> **QUÉ HACER**:
Copia de forma completa y literal el texto sobre el índice glucémico de los alimentos.

> **TEXTO DEL EJERCICIO**:

========================

Su determinación se realiza midiendo la glicemia postpandrial (después de comer) durante un lapso de dos a tres horas. Con estos resultados, los alimentos se clasifican en tres categorías: IG alto, igual o mayor de 70; IG intermedio, de 56 a 69; e IG bajo, de 0 a 55. A partir de ahí, diversas publicaciones se hacen eco de tablas de IG de los alimentos. Por ejemplo, se consideran alimentos con IG medio o bajo (menor de 69): sacarosa, fructosa, arroz integral, patatas, legumbres; y alimentos con IG elevado (mayor de 69): glucosa, maltosa, pan blanco, puré de patatas, arroz blanco, entre otros.

========================

> **INFORMACIÓN REGISTRADA**:

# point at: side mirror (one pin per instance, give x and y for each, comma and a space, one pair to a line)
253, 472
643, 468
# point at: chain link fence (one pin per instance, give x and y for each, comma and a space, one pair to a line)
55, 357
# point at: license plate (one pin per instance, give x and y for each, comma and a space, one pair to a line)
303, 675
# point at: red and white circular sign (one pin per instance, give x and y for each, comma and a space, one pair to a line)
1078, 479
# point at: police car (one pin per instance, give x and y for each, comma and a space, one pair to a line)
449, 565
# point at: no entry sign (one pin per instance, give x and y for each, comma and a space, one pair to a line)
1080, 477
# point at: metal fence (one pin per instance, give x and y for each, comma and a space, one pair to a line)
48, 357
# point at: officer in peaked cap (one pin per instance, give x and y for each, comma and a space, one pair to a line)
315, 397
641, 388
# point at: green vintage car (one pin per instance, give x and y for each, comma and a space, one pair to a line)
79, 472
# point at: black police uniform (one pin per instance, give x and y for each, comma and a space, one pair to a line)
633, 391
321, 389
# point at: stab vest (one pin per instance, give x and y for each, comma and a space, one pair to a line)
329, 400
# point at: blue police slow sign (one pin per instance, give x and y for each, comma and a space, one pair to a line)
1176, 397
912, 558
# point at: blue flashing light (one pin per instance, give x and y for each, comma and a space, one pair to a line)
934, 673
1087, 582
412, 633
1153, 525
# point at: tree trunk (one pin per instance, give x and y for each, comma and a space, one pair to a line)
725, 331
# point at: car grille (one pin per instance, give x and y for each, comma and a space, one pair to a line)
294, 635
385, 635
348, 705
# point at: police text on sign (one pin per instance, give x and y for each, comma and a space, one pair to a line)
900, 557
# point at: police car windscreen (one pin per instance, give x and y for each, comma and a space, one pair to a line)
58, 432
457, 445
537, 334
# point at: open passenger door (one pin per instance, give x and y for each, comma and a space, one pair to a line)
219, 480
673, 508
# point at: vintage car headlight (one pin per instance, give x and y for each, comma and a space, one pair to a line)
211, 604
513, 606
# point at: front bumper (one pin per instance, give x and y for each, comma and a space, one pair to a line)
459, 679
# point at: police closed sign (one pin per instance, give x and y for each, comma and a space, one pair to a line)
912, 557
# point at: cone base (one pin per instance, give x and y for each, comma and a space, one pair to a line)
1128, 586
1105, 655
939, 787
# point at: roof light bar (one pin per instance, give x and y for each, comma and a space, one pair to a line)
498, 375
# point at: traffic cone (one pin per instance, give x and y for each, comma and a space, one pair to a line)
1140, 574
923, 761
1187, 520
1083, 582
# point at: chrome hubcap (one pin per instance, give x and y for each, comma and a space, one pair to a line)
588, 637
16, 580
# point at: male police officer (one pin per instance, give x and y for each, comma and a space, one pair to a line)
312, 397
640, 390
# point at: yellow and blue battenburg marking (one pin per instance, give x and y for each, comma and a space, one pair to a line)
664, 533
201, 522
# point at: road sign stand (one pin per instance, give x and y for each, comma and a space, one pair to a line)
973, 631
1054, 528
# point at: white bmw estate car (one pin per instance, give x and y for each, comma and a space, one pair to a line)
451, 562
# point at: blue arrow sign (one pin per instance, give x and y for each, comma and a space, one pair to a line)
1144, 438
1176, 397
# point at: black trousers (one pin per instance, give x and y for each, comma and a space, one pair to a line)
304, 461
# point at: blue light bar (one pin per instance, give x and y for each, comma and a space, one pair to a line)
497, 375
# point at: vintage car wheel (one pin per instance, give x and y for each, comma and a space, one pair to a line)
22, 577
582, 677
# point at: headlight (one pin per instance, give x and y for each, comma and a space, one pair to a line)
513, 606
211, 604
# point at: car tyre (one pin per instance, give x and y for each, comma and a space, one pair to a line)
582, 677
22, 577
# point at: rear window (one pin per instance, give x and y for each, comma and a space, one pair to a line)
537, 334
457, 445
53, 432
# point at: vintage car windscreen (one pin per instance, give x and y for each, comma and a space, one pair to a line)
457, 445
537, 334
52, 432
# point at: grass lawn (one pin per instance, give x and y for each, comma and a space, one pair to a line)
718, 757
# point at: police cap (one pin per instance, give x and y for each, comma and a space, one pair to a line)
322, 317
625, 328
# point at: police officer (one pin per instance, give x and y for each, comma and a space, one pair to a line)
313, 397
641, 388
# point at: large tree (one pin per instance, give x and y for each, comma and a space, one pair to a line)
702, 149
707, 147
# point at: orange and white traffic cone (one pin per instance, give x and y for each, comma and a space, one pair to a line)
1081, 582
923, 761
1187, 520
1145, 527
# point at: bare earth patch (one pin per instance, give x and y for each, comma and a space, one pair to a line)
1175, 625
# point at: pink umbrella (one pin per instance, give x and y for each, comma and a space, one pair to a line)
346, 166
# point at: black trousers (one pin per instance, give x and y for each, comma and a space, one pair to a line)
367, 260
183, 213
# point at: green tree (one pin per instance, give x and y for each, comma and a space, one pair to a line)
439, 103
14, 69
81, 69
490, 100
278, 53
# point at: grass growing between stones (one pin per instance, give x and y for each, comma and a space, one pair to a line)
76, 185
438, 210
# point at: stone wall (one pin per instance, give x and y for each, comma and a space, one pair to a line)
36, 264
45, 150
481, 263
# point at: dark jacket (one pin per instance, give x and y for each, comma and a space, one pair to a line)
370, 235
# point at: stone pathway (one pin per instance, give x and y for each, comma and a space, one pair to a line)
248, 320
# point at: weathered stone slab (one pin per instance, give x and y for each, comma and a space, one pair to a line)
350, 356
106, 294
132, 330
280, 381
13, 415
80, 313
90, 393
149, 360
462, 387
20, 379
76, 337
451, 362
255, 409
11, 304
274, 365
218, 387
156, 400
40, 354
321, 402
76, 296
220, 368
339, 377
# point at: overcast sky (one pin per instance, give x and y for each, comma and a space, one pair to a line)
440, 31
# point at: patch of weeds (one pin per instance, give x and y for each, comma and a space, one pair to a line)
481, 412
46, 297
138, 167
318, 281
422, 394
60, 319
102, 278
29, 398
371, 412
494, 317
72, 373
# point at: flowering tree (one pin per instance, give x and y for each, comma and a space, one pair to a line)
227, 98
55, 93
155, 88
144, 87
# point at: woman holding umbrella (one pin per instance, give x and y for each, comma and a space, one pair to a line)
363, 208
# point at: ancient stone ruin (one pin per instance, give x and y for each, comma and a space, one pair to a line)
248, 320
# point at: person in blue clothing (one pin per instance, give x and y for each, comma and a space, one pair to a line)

========================

> **ESPACIO DE RESPUESTA**:
Su determinación se realiza midiendo la glicemia postpandrial (después de comer) durante un lapso de dos a tres horas. Con estos resultados, los alimentos se clasifican en tres categorías: IG alto, igual o mayor de 70; IG intermedio, de 56 a 69; e IG bajo, de 0 a 55. A partir de ahí, diversas publicaciones se hacen eco de tablas de IG de los alimentos. Por ejemplo, se consideran alimentos con IG medio o bajo (menor de 69): sacarosa, fructosa, arroz integral, patatas, legumbres; y alimentos con IG elevado (mayor de 69): glucosa, maltosa, pan blanco, puré de patatas, arroz blanco, entre otros.